+++ Information given
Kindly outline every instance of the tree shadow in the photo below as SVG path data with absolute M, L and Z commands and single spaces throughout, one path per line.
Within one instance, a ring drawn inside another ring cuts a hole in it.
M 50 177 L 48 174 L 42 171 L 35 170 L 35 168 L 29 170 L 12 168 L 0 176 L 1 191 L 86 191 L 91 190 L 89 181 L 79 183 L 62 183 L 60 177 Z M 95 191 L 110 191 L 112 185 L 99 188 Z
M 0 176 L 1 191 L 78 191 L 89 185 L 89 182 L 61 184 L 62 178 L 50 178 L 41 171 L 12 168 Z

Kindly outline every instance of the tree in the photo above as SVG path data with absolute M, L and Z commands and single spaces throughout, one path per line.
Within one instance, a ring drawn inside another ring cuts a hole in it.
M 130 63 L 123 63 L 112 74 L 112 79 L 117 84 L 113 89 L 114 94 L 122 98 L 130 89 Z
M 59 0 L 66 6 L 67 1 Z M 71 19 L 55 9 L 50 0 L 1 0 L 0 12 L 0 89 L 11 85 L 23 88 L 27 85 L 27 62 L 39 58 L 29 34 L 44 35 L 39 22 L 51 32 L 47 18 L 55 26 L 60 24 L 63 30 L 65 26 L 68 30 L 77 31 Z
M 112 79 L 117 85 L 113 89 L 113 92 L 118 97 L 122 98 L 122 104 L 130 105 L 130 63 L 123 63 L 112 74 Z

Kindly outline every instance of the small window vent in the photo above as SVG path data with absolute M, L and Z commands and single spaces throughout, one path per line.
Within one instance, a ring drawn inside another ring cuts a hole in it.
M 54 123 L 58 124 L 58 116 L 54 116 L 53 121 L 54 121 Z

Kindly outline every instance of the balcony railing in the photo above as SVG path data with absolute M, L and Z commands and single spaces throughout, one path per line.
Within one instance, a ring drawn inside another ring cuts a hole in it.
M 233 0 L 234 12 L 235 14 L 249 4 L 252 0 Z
++++++
◆ Exercise
Tally the lines above that contain the string 'single', with case counting, and give only the number.

◆ Result of the exercise
4